**Problem**. Show all lines containing "hill" from the data below.

** Opening Excerpted data block **

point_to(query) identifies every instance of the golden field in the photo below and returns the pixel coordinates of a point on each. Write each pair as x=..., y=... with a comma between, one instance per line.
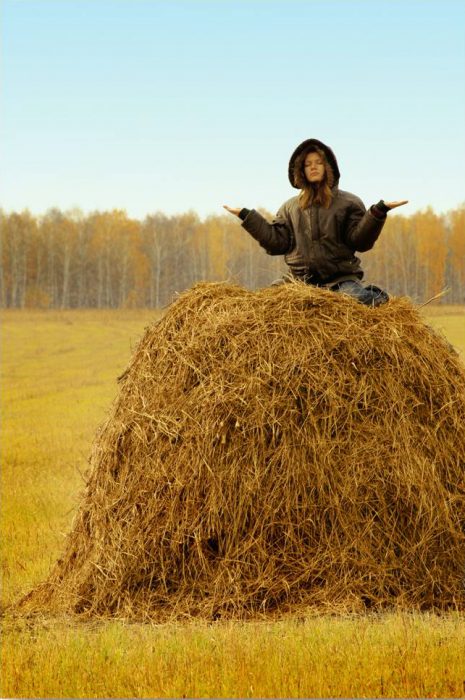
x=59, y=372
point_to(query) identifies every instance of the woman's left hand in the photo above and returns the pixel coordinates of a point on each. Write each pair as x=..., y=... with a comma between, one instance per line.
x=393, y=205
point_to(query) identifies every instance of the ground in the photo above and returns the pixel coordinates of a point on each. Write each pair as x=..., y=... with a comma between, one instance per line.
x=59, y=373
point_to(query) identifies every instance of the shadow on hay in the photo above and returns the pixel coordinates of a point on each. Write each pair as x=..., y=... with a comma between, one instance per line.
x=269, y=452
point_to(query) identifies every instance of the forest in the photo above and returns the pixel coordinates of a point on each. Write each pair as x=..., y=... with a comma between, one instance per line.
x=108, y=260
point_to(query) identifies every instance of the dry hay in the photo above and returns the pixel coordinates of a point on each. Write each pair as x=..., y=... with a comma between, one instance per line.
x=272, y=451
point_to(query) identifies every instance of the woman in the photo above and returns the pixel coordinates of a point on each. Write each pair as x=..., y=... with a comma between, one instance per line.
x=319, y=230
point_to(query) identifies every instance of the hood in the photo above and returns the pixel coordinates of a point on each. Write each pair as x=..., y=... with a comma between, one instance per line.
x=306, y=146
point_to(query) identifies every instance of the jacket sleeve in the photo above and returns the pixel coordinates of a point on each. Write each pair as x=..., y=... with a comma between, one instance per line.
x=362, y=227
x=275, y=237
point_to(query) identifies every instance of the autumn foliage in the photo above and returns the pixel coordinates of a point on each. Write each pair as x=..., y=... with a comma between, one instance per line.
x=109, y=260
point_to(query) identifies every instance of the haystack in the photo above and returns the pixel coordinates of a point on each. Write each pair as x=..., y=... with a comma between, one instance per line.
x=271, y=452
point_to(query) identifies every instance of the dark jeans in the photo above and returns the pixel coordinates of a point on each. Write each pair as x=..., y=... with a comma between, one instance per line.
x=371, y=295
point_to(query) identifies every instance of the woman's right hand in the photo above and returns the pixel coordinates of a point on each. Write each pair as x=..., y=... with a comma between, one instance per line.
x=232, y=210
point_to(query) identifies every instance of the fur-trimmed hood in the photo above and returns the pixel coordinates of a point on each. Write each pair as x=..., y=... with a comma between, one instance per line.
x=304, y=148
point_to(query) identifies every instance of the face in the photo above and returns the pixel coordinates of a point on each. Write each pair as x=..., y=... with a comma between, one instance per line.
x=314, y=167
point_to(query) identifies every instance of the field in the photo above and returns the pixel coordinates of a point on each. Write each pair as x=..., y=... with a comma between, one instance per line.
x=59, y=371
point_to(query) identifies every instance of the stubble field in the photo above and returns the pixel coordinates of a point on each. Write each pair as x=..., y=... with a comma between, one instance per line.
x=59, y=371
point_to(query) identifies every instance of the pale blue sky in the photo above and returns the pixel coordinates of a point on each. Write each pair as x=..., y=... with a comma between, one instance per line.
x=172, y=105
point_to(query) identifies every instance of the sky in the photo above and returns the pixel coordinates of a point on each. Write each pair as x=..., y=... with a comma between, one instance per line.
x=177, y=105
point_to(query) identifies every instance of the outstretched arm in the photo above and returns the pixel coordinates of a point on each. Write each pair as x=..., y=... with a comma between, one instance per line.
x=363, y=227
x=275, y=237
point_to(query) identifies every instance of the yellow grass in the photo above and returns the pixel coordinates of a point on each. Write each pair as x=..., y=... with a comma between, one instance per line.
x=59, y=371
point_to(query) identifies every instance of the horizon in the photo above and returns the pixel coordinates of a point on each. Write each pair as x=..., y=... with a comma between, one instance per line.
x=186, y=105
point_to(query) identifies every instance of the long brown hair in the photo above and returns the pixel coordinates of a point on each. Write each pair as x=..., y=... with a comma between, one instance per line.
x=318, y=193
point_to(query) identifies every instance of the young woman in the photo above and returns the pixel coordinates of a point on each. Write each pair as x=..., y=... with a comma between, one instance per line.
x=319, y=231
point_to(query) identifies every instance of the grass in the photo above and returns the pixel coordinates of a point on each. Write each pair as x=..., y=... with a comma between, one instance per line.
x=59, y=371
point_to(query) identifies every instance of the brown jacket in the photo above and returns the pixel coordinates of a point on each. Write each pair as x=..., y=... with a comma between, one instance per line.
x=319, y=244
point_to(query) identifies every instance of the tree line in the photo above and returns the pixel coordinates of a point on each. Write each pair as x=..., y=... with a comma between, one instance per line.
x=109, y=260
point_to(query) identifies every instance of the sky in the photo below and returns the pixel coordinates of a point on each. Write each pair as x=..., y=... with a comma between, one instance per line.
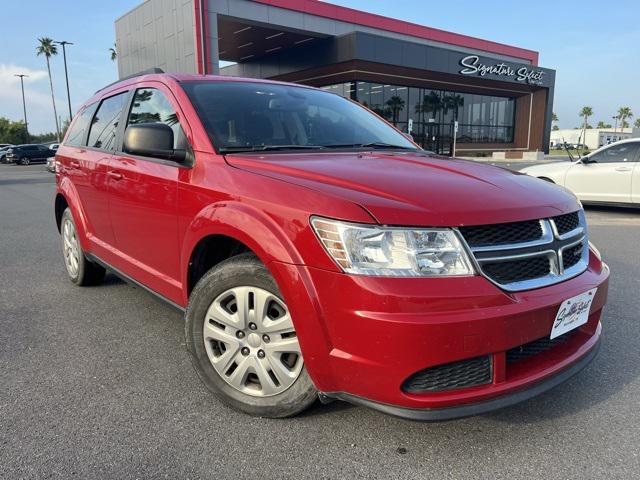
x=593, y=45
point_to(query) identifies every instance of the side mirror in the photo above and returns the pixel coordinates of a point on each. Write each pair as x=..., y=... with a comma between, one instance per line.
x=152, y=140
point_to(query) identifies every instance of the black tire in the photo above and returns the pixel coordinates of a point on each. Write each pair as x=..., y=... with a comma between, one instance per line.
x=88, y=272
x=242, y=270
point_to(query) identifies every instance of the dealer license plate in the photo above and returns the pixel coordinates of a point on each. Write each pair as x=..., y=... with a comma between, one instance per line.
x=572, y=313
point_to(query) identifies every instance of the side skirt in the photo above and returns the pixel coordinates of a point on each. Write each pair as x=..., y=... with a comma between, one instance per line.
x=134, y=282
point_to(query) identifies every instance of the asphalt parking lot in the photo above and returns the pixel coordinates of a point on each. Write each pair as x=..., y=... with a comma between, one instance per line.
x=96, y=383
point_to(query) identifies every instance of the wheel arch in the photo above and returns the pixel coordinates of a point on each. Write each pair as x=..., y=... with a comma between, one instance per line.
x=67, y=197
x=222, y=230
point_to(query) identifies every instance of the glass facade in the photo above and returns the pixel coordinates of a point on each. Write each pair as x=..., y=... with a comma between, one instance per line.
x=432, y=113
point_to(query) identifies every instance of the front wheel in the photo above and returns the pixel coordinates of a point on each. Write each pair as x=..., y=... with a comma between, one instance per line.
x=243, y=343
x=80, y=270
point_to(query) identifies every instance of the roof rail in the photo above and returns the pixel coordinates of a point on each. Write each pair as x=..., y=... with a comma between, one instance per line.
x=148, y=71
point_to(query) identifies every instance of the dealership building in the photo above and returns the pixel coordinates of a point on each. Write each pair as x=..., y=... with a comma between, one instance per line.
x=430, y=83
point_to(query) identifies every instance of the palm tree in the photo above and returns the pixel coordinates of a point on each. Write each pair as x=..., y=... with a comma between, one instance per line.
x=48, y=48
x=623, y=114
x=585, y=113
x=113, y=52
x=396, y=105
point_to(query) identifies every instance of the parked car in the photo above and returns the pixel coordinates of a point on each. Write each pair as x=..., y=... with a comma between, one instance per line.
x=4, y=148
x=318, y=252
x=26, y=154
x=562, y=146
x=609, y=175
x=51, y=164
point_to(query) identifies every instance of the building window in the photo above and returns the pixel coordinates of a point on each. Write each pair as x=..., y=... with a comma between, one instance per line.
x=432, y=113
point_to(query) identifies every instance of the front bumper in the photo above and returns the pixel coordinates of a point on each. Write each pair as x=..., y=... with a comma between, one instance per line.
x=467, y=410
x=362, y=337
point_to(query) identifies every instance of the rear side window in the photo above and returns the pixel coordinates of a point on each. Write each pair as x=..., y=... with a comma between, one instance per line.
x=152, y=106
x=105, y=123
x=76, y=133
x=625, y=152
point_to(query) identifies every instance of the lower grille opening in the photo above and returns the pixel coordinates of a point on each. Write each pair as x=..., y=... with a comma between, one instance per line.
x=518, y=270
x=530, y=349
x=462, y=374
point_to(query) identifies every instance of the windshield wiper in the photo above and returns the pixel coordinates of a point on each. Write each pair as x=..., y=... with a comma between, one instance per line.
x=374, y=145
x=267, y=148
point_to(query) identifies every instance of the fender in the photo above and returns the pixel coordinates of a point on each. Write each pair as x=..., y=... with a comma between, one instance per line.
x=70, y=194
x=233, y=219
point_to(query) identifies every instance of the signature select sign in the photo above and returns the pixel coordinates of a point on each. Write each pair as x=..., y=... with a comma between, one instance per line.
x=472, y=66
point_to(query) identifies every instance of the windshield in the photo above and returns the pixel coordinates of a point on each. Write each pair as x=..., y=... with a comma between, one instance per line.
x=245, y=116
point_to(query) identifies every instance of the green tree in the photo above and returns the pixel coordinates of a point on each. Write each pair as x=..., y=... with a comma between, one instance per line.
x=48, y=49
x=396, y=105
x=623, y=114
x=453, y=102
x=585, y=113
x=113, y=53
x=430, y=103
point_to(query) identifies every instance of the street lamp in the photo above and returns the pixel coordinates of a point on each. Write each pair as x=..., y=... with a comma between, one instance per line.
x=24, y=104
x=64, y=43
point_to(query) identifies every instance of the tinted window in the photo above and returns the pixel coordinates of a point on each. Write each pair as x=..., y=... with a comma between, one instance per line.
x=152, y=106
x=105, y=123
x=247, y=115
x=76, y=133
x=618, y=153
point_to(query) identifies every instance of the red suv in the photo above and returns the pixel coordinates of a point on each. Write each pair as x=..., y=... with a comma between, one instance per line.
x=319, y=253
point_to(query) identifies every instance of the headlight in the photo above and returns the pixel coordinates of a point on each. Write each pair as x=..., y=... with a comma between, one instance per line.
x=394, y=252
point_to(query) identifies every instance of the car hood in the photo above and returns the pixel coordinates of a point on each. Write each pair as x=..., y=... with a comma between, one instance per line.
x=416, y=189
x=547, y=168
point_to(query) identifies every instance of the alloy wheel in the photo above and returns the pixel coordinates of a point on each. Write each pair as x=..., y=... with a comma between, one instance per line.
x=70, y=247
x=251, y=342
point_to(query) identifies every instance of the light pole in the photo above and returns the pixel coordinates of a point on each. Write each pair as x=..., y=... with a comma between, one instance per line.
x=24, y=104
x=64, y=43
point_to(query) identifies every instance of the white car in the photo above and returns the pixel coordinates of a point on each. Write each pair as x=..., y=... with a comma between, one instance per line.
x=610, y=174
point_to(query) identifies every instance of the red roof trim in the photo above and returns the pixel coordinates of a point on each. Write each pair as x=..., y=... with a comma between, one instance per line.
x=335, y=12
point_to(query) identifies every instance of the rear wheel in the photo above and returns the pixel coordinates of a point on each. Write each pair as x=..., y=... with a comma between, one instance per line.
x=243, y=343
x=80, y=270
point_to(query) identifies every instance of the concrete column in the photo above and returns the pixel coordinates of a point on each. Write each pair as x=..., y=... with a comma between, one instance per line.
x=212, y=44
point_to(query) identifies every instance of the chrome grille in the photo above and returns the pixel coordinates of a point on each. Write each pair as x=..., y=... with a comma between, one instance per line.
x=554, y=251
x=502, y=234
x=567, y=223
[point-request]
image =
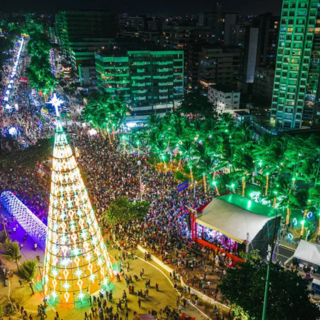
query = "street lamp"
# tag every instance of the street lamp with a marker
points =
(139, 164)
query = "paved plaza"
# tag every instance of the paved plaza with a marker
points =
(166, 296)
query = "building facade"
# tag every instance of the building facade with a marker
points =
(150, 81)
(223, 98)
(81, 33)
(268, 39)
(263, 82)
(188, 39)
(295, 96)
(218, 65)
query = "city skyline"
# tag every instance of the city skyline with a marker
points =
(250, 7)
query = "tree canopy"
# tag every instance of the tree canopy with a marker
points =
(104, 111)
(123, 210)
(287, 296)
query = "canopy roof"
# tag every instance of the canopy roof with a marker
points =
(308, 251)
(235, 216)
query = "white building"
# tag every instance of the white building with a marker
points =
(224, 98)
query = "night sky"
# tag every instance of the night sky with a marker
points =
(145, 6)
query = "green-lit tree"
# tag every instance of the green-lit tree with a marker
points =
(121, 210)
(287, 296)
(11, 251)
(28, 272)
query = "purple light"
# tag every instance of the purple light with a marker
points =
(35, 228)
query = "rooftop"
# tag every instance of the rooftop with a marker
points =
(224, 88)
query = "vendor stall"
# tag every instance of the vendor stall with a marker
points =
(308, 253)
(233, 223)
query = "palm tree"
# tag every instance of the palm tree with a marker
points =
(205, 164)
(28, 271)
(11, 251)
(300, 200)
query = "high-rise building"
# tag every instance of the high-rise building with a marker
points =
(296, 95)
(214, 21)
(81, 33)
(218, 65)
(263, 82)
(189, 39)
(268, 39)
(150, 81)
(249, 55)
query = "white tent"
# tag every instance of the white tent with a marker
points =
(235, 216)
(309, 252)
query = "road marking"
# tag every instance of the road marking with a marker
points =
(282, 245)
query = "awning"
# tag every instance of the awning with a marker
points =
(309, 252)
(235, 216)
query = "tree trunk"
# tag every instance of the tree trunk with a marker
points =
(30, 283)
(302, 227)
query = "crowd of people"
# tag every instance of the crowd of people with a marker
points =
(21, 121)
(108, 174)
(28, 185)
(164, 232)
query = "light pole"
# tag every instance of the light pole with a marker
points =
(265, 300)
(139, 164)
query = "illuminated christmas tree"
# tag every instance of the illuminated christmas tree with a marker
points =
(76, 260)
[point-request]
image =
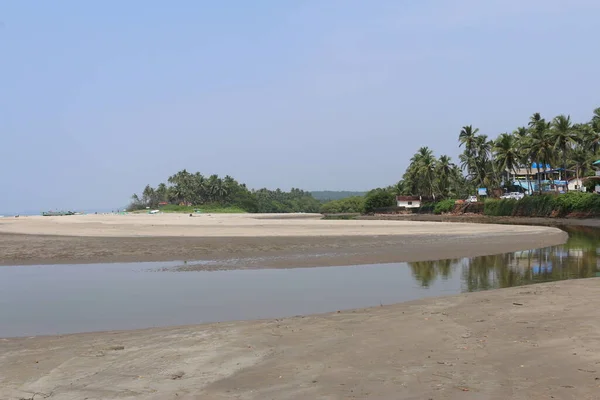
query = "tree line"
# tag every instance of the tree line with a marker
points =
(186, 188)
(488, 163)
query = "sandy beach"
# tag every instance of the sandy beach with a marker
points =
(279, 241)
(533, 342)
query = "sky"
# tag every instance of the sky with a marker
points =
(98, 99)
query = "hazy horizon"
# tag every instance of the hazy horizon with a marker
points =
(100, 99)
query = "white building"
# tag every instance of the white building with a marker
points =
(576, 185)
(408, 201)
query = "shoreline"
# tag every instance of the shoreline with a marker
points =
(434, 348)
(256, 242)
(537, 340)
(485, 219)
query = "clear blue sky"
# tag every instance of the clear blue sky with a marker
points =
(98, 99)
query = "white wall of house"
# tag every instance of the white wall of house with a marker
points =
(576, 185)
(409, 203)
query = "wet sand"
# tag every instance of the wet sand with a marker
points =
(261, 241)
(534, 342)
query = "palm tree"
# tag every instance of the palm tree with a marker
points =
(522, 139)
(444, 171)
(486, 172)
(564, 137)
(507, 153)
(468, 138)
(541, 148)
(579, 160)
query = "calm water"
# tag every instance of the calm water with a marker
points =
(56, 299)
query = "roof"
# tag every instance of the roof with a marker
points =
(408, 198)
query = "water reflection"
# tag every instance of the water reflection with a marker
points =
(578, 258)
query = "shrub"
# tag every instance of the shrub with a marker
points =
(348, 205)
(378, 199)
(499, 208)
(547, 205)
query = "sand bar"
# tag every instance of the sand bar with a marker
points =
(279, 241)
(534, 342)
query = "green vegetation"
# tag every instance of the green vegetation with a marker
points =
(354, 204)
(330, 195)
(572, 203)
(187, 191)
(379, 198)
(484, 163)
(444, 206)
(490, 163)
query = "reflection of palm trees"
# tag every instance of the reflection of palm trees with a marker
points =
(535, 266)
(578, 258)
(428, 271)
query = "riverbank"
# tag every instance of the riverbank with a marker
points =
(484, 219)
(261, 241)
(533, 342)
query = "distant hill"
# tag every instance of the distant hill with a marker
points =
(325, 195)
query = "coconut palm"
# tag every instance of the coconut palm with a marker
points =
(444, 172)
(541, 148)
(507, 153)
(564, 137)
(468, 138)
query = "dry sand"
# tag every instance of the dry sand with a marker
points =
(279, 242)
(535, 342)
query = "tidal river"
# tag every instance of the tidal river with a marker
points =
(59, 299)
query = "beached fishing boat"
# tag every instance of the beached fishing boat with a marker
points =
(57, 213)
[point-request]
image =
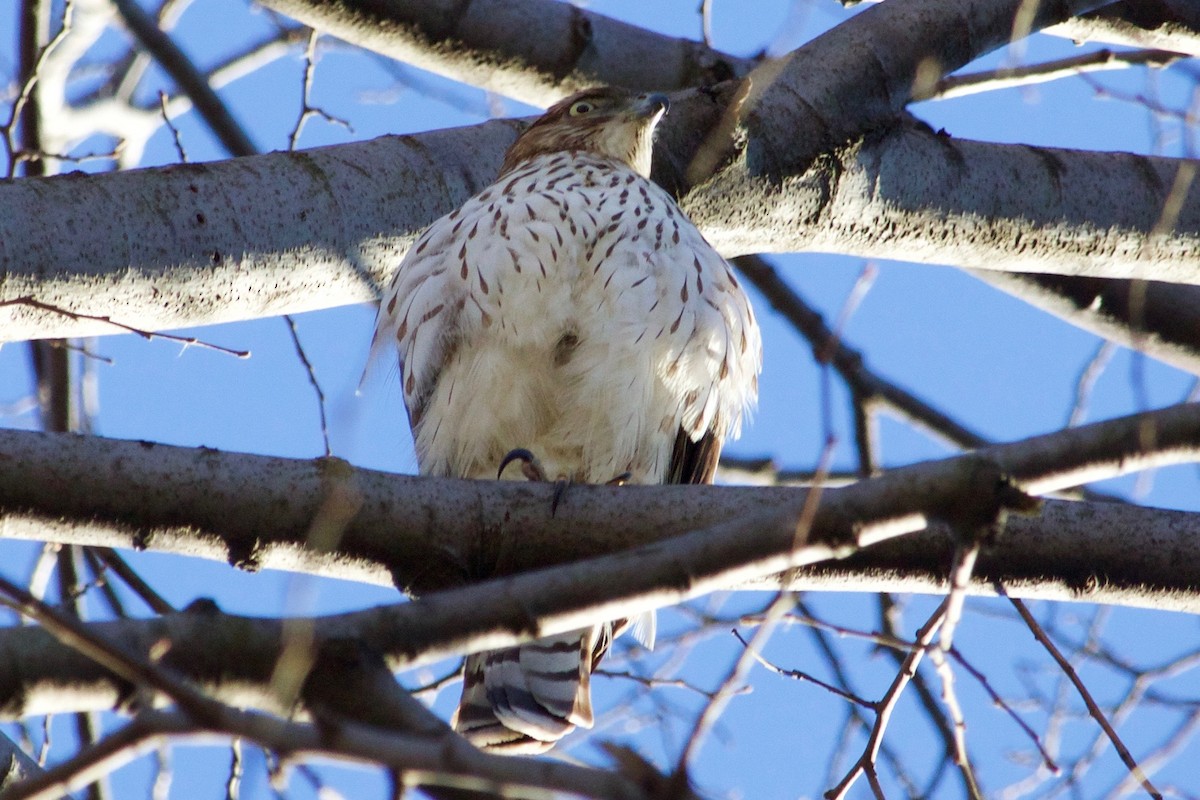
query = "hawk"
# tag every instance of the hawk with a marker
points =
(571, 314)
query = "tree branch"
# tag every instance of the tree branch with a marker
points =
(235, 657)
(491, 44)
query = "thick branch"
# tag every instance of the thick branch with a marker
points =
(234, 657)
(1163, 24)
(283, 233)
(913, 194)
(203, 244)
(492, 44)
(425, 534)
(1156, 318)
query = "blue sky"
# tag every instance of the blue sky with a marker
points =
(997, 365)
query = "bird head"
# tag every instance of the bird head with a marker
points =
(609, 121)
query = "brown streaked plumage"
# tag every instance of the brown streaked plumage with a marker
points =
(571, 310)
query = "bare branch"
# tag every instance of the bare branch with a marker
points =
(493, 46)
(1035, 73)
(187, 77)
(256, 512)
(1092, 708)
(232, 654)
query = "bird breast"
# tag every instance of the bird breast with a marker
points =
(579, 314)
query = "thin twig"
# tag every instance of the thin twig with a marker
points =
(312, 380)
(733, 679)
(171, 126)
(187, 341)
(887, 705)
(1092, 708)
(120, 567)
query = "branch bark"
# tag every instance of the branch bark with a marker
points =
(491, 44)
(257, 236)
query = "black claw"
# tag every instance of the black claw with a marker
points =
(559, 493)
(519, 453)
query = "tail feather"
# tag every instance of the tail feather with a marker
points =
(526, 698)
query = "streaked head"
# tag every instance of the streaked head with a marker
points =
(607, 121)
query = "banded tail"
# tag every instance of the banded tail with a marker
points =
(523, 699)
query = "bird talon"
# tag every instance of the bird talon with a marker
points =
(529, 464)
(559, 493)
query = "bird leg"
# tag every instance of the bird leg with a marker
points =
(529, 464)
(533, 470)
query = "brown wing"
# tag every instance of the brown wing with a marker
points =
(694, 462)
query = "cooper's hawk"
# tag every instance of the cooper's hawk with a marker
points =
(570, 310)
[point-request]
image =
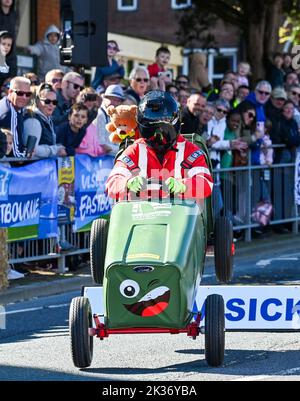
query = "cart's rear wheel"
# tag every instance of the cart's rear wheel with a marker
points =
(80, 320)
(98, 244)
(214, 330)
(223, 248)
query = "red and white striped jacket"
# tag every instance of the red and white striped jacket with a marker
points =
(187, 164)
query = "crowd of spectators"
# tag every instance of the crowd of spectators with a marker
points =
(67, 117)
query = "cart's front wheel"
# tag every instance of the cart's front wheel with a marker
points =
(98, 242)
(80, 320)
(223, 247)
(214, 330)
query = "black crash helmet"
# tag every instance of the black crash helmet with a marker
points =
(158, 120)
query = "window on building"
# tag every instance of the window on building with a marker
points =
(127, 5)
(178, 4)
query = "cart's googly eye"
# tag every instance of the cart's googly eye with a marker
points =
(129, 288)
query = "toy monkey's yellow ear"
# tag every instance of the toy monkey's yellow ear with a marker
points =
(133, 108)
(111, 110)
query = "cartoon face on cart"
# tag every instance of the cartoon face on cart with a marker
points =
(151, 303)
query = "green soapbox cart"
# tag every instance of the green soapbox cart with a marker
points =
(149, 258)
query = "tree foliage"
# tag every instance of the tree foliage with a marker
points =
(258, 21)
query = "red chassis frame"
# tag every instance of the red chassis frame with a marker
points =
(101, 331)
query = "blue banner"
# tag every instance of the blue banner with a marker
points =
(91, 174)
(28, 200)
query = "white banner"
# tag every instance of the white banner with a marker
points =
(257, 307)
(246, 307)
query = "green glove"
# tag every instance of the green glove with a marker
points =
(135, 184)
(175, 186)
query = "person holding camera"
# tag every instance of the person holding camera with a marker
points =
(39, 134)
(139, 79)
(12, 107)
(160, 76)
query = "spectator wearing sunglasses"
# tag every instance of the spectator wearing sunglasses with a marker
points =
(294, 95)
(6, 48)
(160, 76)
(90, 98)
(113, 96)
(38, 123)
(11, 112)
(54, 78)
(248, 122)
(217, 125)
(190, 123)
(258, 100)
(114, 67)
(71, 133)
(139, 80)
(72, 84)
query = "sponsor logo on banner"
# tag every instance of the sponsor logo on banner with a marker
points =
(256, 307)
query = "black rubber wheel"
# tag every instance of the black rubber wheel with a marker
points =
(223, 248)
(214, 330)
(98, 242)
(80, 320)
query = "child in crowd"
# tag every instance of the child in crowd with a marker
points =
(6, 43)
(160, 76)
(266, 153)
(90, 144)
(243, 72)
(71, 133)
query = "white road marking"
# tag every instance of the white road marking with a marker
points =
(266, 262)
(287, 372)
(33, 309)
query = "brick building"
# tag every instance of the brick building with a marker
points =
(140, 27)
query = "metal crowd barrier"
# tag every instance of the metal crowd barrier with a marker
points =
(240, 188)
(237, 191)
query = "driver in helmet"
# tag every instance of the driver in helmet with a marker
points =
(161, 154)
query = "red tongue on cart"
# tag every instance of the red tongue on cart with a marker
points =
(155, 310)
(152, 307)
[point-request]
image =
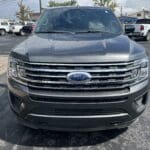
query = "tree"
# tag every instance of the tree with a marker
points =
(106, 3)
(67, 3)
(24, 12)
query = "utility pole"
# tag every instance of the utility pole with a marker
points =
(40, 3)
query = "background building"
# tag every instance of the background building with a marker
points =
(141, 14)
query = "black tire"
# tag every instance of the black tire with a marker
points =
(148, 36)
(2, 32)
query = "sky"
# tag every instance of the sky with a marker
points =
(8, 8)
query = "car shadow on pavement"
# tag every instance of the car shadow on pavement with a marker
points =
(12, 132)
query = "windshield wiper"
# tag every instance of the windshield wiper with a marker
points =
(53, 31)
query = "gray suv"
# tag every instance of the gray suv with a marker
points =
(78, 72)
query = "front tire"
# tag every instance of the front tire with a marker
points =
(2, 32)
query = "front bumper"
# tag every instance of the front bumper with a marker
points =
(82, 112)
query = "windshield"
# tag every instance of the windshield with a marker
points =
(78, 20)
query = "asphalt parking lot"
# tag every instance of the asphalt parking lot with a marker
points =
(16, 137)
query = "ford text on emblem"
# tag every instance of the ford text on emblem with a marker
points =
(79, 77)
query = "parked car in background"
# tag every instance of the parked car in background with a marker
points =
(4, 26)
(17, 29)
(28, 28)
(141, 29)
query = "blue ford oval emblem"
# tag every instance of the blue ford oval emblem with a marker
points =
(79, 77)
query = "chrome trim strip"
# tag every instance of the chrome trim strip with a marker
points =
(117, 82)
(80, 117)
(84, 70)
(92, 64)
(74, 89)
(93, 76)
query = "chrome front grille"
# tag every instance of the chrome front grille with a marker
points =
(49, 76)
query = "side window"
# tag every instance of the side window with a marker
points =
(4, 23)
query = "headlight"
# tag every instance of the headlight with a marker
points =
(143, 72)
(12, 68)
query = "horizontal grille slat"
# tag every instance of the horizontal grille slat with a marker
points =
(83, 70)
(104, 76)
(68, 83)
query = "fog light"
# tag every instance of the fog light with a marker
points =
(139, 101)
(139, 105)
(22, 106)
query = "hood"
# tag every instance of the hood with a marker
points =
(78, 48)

** Closing Excerpted data block **

**Solution below**.
query = "distant hill"
# tag every instance of the distant hill with a marker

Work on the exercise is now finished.